→ **Task prompt**
Copy out the lines below word for word.

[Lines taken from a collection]

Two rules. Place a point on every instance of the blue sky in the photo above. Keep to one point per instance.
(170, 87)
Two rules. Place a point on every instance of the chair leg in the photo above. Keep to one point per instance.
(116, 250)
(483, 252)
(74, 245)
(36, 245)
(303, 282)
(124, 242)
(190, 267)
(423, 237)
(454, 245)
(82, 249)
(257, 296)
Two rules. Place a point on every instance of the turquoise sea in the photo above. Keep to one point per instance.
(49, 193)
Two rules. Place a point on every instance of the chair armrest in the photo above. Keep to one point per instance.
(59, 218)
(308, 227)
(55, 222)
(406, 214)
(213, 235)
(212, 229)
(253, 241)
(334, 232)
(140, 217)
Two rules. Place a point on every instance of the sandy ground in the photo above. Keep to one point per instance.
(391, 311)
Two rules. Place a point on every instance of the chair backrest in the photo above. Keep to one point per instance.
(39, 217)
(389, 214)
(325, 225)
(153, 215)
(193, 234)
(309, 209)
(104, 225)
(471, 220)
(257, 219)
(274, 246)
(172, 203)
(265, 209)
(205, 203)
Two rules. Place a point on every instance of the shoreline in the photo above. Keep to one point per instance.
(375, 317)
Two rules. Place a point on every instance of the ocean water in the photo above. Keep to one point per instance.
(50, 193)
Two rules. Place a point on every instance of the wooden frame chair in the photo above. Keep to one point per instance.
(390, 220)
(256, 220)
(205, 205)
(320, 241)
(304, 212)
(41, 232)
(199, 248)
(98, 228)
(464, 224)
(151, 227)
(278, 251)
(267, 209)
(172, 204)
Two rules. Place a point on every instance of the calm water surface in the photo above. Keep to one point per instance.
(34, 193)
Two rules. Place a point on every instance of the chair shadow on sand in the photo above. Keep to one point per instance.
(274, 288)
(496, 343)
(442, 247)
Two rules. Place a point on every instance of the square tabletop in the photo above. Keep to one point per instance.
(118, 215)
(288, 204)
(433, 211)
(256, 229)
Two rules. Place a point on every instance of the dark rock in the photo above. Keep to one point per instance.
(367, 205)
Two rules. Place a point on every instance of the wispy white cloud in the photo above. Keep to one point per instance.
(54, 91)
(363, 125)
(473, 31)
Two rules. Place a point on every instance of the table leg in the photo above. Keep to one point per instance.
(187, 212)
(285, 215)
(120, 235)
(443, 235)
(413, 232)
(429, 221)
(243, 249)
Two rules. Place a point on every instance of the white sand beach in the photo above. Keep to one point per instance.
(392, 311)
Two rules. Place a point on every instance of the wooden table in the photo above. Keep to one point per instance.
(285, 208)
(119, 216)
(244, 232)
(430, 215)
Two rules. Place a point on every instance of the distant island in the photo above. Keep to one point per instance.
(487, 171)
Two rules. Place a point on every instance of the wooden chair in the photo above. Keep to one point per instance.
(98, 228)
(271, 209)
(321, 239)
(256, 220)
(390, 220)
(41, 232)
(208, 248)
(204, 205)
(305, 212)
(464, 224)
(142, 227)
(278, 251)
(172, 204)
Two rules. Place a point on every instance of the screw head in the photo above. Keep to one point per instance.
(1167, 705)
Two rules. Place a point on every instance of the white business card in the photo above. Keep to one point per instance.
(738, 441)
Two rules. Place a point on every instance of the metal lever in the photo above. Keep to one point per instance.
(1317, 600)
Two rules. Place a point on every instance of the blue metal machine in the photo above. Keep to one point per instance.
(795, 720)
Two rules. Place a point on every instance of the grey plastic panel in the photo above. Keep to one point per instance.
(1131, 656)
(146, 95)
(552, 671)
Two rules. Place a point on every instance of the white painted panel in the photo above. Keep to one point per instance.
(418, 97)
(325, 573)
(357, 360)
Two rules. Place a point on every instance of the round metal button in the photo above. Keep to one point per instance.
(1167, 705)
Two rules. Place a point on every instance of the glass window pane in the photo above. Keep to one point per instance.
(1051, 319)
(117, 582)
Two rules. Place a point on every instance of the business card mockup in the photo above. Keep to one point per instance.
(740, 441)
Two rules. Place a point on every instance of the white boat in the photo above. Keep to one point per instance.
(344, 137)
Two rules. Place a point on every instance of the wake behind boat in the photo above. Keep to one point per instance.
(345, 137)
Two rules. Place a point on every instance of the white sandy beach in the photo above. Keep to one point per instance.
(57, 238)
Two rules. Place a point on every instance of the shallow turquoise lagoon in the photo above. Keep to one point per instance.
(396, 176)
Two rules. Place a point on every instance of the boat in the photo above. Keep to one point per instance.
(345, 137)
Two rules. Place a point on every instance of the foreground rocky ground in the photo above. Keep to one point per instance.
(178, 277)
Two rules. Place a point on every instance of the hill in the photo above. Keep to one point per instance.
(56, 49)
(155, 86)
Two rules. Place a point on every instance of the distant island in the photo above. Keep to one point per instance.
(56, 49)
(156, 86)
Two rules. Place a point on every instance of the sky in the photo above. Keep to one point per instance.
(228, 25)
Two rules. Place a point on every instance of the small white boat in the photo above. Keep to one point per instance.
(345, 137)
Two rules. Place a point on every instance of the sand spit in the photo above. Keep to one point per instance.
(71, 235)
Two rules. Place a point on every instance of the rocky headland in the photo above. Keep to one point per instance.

→ **Full response**
Two rules. Place a point on every instance of the blue sky in the photo above. Keep to one point per instance.
(170, 87)
Two rules. Place a point on every instance of the chair leg in the photo above. Keep to one point per instance.
(116, 250)
(483, 252)
(74, 245)
(36, 245)
(303, 282)
(124, 242)
(190, 267)
(423, 237)
(454, 245)
(82, 249)
(257, 296)
Two rules. Place a point on every instance of the turquoise sea in the photo above. Keep to one point per instance.
(49, 193)
Two rules. Place a point on every instance of the chair armrest in the photo above. Keep to one point per instance.
(59, 218)
(308, 227)
(55, 222)
(406, 214)
(213, 235)
(212, 229)
(253, 241)
(334, 232)
(140, 217)
Two rules. Place a point on every instance of the sandy ground in the photo above. Keep to one point per instance.
(391, 311)
Two rules. Place a point on every instance of the chair backrest in the photo above. Keep to one point per instance.
(39, 217)
(389, 214)
(325, 225)
(153, 215)
(193, 234)
(309, 209)
(104, 225)
(471, 220)
(257, 219)
(274, 246)
(172, 203)
(265, 209)
(205, 203)
Two rules. Place a point on every instance of the shoreline in the photo above. Keep to one point per instance.
(375, 317)
Two rules. Place a point on every instance of the ocean water in the photo above. Keep to one point per instance.
(50, 193)
Two rules. Place a point on every instance of the wooden frame chair in the photo above. Keep to one point per instance.
(390, 220)
(256, 220)
(205, 205)
(320, 241)
(304, 212)
(41, 232)
(199, 248)
(98, 228)
(464, 224)
(151, 227)
(278, 251)
(267, 209)
(172, 204)
Two rules. Place a point on every instance of the calm water surface in the photo above. Keep to one point per instance.
(34, 193)
Two rules. Place a point on every instance of the chair shadow on sand in the photo above. Keep to one point per instance.
(274, 288)
(496, 343)
(442, 247)
Two rules. Place a point on every instance of the square tabletop in the photo above. Keep to one point per instance.
(118, 215)
(288, 204)
(433, 211)
(256, 229)
Two rules. Place a point on every instance of the dark rock in the photo above. Keep to one point per instance.
(367, 205)
Two rules. Place a point on every instance of the wispy white cloud in the photo above. Keep to one point per instance.
(54, 91)
(363, 125)
(473, 31)
Two rules. Place a point on every instance of the table leg in the photo above. Keep to one point per instance.
(187, 212)
(285, 215)
(120, 235)
(443, 235)
(413, 232)
(429, 221)
(243, 249)
Two rules. Place a point on every instance of the white sand beach in the photo above. Keep to one point per instance.
(392, 311)
Two rules. Place a point on every instance of the wooden table in the photo above. Keep to one point per instance.
(285, 208)
(119, 216)
(244, 232)
(430, 215)
Two rules. Place a point on every instance of the distant island in the photo above. Keep to one point per instance.
(487, 171)
Two rules. Place a point on every instance of the wooden chair in the photo above. Keep to one point per instance.
(98, 228)
(271, 209)
(321, 239)
(256, 220)
(390, 220)
(41, 232)
(208, 248)
(204, 205)
(305, 212)
(464, 224)
(142, 227)
(278, 251)
(172, 204)
Two rules. Place a point on every instance of the screw head in the photo above. Keep to one point per instance.
(1167, 705)
Two rules. Place a point on every instance of the white business card in the photo above. Keep to one point per instance.
(738, 441)
Two rules. Place a point on every instance of the metal lever in the photo above. Keep to one point per instance.
(1317, 600)
Two rules. Place a point on every instance of the blue metal machine in the photo above. Keep to one point per instance.
(795, 720)
Two rules. Place a point on every instance of the grey plastic panel in the photo above. Keep to one point per instance.
(1131, 656)
(146, 95)
(552, 671)
Two rules. Place a point on every instance of the white painted panel in the photo above. Keep to one point per instance.
(418, 97)
(325, 573)
(357, 360)
Two rules. Place a point on every instance of the round metal button in the photo above. Keep to one point per instance.
(1167, 705)
Two rules. Place a point on every instance of the glass window pane in the photo above. Keep to one point per instance.
(1051, 319)
(117, 582)
Two rules. Place a point on every instance of the business card mockup in the photo above. Keep to one point per instance.
(740, 441)
Two rules. Place a point on every instance of the white boat in the photo above. Keep to one point per instance.
(344, 137)
Two rules. Place a point on every instance of the wake behind boat in the photo above. Keep to one point per instance.
(345, 137)
Two rules. Place a point on every instance of the white sandy beach in the photo above. Keep to one point per instance.
(57, 238)
Two rules. Place a point on every instance of the shallow turquoise lagoon in the photo above. Keep to one point per instance.
(396, 176)
Two rules. Place a point on every instance of the boat in the photo above. Keep to one point per instance.
(345, 137)
Two rules. Place a point on every instance of the foreground rocky ground in the photo above. Keep to one point per instance.
(178, 277)
Two rules. Place a point on every instance of the hill in the photo above. Keep to one point per instance.
(56, 49)
(155, 86)
Two rules. Place a point on every instance of the distant island in the photo above. Keep to one point per instance.
(56, 49)
(156, 86)
Two rules. Place a point on every instance of the sky in the photo above. Keep to one point per instance.
(228, 25)
Two rules. Place a point on every instance of the small white boat in the photo above. Keep to one point per instance.
(345, 137)
Two rules. Place a point on every instance of the sand spit in the photo above. Keep to one point per instance.
(71, 235)
Two rules. Place a point on every instance of the rocky headland in the photo above. Keep to one point per instance.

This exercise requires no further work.